Produce again, without any change, the lines running from the one with "Target: white hair" through the final line of the data below, and only those.

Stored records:
* * *

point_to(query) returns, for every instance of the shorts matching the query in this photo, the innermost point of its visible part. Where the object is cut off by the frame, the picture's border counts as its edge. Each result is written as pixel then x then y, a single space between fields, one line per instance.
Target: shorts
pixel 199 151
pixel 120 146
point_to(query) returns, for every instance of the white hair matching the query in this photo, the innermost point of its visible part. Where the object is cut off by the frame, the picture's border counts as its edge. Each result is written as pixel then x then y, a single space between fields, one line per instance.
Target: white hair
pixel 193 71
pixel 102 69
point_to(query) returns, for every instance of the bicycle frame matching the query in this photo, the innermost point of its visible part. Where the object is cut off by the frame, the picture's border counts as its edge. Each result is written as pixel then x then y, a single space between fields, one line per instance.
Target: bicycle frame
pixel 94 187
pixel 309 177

* * *

* _Result for this exercise_:
Target: white hair
pixel 193 71
pixel 102 69
point_to(query) returns, for every instance of the bicycle frame matching the query in this photo, the innermost point of its visible part. Where the object is cut off by the frame, the picture's border counts as its edge. Each result is written as pixel then x then y, a single space between fields, one line per instance.
Target: bicycle frame
pixel 94 187
pixel 309 177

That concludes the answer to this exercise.